Kutipan Sumber:

((

Pukul 14.00 WIB, Gusti Gelombang bersama Bapak Kiki (Walhi Kalimantan Tengah) bertemu dengan Bapak Hengky di ruangan kerjanya. Dari uraian yang disampaikan Gusti Gelombang serta bukti-bukti yang ada, Pak Hengky menyampaikan bahwa kasus tersebut sudah memasuki ranah hukum pidana karena pengajuan kredit dalam kasus tersebut menggunakan lembaga koperasi, akan tetapi tidak ada anggota yang terdaftar dan tercatat pada saat pengajuan kredit tersebut. Pak Hengky menyebut, kesimpulan tersebut mengacu kepada UU No. 25 Tahun 1992 tentang Perkoperasian. Lalu Bapak Hengky menegaskan bahwa kasus tersebut bukan merupakan ranah pihak Dinas Koperasi melainkan ranah pihak penegak hukum.

 

Tanggal 3 Juni 2015

Gusti Gelombang mendatangi Mabes Polri untuk menyampaikan kronologis atas pelaporan yang akan dibuatkan. Setelah penyampaikan kronologis tersebut, Bagian Reskrim Mabes Polri melalui petugas yang bernama Pak Heri meminta Gusti Gelombang untuk menyerahkan  surat dan dokumen kepada Kepala Badan Reserse Kriminal Polri (Kabareskrim)  Komisaris Jenderal Polisi Drs. Budi Waseso, S.H.  yang diterima oleh staff administrasi;

 

Pada hari yang sama atas kronologis yang telah dipaparkan di atas, Gusti Gelombang mendatangi kantor Kompolnas yang masih berada di kawasan Mabes Polri. Kepada Kompolnas diantaranya melalui Prof Adrianus Meliala ia memohon agar Kompolnas menjamin agar Polri  melaksanakan proses hukum yang adil dan transparan terhadap laporan dugaan tindak pidana pemalsuan tanda tangan tersebut.

))

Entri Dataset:
((

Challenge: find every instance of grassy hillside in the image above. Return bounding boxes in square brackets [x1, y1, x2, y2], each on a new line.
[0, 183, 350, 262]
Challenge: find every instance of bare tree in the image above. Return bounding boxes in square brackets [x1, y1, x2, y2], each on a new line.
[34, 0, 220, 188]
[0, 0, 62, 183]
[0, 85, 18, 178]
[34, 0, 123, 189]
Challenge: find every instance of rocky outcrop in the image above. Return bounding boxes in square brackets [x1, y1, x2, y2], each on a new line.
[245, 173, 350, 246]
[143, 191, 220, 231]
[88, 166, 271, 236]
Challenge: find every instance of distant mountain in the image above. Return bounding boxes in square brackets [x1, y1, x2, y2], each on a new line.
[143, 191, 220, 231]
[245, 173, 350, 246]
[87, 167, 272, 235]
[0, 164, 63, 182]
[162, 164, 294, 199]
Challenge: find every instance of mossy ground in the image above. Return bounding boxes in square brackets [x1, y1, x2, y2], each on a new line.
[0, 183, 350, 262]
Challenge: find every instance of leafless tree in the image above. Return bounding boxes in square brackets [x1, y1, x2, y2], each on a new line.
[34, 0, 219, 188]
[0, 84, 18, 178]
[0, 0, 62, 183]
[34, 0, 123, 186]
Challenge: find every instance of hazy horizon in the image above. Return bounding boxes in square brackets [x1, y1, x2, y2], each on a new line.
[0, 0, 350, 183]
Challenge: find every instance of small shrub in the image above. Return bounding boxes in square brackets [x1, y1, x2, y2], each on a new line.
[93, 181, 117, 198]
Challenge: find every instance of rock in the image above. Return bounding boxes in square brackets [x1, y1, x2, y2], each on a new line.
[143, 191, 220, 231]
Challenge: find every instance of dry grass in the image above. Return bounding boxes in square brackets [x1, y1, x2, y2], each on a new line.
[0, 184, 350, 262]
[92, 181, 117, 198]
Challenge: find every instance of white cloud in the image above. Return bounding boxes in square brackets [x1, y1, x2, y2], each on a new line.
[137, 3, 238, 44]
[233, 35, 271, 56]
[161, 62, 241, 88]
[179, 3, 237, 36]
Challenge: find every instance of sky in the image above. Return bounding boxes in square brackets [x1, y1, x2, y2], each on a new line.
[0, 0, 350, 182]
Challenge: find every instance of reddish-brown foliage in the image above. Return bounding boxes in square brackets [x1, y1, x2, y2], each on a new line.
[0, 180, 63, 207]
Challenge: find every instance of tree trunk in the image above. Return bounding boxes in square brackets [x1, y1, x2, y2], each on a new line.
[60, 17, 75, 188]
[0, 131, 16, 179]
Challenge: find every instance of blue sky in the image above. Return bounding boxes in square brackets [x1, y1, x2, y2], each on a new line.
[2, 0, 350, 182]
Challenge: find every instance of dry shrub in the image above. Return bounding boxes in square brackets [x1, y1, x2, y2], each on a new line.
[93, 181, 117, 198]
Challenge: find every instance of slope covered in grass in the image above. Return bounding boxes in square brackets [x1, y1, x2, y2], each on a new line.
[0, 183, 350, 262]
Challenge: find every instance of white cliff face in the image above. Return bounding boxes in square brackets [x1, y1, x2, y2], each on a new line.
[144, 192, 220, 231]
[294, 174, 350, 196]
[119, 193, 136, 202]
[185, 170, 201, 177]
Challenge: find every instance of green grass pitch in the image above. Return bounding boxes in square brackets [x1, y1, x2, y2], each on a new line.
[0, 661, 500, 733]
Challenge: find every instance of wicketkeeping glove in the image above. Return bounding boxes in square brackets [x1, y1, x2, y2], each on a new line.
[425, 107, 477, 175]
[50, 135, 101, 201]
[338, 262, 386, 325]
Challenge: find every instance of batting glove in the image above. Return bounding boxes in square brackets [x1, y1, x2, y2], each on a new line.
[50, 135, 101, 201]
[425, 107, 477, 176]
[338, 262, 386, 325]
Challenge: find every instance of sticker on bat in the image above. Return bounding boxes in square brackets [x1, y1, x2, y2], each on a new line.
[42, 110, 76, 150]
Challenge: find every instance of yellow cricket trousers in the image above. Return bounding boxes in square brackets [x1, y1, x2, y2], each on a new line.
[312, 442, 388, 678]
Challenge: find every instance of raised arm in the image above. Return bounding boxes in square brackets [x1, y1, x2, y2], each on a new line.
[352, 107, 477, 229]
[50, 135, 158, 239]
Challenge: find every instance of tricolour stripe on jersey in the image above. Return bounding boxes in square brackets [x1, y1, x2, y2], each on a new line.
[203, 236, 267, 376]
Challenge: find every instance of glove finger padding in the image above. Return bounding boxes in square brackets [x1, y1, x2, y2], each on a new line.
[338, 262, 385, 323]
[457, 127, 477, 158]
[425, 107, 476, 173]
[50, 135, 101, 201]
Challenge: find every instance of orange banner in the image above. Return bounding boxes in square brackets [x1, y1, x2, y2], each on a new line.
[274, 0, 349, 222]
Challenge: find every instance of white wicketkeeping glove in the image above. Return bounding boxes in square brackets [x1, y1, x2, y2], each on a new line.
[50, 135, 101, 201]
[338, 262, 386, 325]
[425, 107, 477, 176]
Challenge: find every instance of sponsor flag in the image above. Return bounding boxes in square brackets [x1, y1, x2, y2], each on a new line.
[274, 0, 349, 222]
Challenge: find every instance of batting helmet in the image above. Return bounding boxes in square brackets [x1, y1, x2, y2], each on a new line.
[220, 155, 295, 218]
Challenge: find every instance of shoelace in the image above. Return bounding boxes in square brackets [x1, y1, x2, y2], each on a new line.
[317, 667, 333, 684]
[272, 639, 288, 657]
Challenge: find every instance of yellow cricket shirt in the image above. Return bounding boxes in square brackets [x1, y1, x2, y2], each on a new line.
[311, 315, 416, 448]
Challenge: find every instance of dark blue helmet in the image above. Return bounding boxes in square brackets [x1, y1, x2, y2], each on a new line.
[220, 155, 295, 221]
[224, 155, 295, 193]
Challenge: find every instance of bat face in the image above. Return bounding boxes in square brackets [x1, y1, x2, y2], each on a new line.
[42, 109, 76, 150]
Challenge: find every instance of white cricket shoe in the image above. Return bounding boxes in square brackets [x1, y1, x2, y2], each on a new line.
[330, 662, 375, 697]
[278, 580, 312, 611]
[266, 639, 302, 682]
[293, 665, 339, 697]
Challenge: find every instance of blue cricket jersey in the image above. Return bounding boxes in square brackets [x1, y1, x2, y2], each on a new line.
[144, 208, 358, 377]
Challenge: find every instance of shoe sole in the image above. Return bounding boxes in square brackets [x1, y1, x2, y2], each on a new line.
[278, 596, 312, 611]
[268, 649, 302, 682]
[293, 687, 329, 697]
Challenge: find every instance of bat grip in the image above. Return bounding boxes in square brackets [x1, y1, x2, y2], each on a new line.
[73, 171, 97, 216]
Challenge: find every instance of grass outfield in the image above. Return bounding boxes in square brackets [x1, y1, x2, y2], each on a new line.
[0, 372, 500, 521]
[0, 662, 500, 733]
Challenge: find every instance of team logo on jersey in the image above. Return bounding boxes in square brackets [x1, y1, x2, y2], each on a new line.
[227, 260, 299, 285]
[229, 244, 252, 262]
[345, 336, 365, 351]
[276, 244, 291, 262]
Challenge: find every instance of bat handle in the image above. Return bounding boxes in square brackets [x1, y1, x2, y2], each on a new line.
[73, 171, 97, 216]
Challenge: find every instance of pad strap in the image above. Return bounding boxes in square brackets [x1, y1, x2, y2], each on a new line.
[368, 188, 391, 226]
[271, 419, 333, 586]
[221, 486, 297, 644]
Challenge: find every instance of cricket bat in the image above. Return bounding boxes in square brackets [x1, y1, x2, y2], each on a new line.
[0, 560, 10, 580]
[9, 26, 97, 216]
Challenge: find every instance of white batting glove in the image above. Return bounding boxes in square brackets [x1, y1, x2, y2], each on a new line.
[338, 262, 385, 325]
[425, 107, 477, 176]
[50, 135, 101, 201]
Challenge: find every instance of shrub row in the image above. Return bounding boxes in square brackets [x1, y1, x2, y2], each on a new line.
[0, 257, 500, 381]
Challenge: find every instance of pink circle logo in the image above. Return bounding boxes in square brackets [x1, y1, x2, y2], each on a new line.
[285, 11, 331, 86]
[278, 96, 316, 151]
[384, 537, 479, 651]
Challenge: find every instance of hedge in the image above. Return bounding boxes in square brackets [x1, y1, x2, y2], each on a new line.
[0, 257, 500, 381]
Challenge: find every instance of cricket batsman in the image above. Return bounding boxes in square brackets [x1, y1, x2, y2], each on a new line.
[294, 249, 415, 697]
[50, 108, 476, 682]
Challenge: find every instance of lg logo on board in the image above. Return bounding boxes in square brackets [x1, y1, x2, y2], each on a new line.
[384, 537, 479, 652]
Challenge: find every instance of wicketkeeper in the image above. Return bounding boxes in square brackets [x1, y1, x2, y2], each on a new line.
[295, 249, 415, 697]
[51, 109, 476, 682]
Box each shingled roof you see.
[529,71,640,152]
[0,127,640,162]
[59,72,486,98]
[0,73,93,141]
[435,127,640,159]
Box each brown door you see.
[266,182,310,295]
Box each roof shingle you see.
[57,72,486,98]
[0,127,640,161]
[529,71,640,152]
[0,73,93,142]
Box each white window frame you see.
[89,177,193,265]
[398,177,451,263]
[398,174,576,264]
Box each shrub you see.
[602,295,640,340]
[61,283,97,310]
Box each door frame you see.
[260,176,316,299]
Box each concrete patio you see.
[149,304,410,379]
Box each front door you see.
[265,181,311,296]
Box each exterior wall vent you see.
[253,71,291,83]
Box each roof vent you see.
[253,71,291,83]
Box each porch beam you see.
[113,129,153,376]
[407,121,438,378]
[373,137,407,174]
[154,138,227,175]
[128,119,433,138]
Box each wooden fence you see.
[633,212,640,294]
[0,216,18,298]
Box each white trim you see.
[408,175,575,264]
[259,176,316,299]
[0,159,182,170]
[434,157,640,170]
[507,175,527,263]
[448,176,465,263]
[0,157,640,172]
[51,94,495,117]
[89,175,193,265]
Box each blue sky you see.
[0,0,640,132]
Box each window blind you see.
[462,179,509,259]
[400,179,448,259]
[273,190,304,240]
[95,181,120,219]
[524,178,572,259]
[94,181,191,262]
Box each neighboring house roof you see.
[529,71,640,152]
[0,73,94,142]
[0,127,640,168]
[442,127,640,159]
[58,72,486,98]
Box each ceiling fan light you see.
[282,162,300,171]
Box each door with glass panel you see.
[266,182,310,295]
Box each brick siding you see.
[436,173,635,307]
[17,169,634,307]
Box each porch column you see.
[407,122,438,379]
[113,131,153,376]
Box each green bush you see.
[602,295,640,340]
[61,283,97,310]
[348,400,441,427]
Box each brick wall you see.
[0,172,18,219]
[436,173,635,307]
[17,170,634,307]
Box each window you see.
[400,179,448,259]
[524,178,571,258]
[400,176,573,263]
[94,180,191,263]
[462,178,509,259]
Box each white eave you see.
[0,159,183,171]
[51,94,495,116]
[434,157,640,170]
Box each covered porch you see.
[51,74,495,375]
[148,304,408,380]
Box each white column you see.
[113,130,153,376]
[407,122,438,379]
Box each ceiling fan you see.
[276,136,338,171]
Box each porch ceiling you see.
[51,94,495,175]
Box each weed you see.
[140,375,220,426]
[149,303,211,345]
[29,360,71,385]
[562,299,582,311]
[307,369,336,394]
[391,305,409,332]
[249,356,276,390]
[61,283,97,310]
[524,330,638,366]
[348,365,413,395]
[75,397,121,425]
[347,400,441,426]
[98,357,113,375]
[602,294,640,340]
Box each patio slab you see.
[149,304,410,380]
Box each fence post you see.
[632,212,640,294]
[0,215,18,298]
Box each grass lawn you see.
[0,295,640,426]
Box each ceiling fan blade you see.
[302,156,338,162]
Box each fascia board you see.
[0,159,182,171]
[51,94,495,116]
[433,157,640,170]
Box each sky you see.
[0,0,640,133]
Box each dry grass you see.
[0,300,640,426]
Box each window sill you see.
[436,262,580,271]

))

Tugas Dikerjakan:
1. Tuliskan kembali bagian kutipan sumber mulai "Gusti Gelombang mendatangi Mabes" hingga "tanda tangan tersebut." tanpa mengubah satu kata pun.
2. Apakah setiap pernyataan ini sesuai dengan kutipan sumber? Jawab ya atau tidak, lalu sertakan kata-kata penentunya yang dikutip persis dari kutipan itu.
(a) Pak Hengky menyatakan bahwa kasus tersebut termasuk ranah Dinas Koperasi.
(b) Kantor Kompolnas terletak di kawasan Mabes Polri.
(c) Surat dan dokumen untuk Kabareskrim diterima langsung oleh Komisaris Jenderal Polisi Drs. Budi Waseso, S.H.
3. Bagaimana kelanjutan kisah pelaporan kasus Gusti Gelombang? Teruskan ceritanya mulai setelah kalimat terakhir yang ada.
Baris-baris tersebut sama sekali tidak dipakai di sini.

Jawaban:
1.
Gusti Gelombang mendatangi Mabes Polri untuk menyampaikan kronologis atas pelaporan yang akan dibuatkan. Setelah penyampaikan kronologis tersebut, Bagian Reskrim Mabes Polri melalui petugas yang bernama Pak Heri meminta Gusti Gelombang untuk menyerahkan  surat dan dokumen kepada Kepala Badan Reserse Kriminal Polri (Kabareskrim)  Komisaris Jenderal Polisi Drs. Budi Waseso, S.H.  yang diterima oleh staff administrasi;

 

Pada hari yang sama atas kronologis yang telah dipaparkan di atas, Gusti Gelombang mendatangi kantor Kompolnas yang masih berada di kawasan Mabes Polri. Kepada Kompolnas diantaranya melalui Prof Adrianus Meliala ia memohon agar Kompolnas menjamin agar Polri  melaksanakan proses hukum yang adil dan transparan terhadap laporan dugaan tindak pidana pemalsuan tanda tangan tersebut.

2.
(a) Tidak: "kasus tersebut bukan merupakan ranah pihak Dinas Koperasi melainkan ranah pihak penegak hukum".
(b) Ya: "kantor Kompolnas yang masih berada di kawasan Mabes Polri".
(c) Tidak: "yang diterima oleh staff administrasi".

3.
 

Tanggal 17 September2015

Ada laporan Polisi  An. Tatang Dwi Krisdiantoro Bin Edi Sucipto pada peristiwa  Penggelapan Dalam Jabatan pada bulan Juni 2010 s/d September 2011 di kantor PT BGA dan karena  perusahaan mengalami kerugian sebesar Rp. 8.000.000,- (delapan juta rupiah)

 

Tanggal 17 September2015

Terbit surat perintah tugas dari kasat reskim untuk tugas Penyelidikan Perkara tindak pidana Penggelapan dalam Jabatan sebagaimana dimaksud dalam pasal 374 KUH Pidana.

Tanggal 17 September2015

Terbit surat perintah penyidikan terhadap Perkara tindak pidana Penggelapan dalam Jabatan sebagimana dimaksud dalam pasal 374 KUH Pidana.

 

Tanggal 04 November2015

Terbit surat perintah penangkapan dengan pertimbangan guna kepentingan penyidikan tindak pidana penggelapan dana Rp8 juta di Kantor PT BGA.  Untuk itu  perlu dilakukan penangkapan terhadap Gusti Gelombang karena diduga telah melakukan tindak pidana berdasarkan bukti permulaan yang cukup.

 

Tanggal 4 November2015 

Puluhan petugas dari Polres Kobar pada Rabu 4 November tengah malam pukul 00.30 WIB menangkap Gusti Gelombang  di kantor Sawit Watch di Bogor Jawa Barat. (*)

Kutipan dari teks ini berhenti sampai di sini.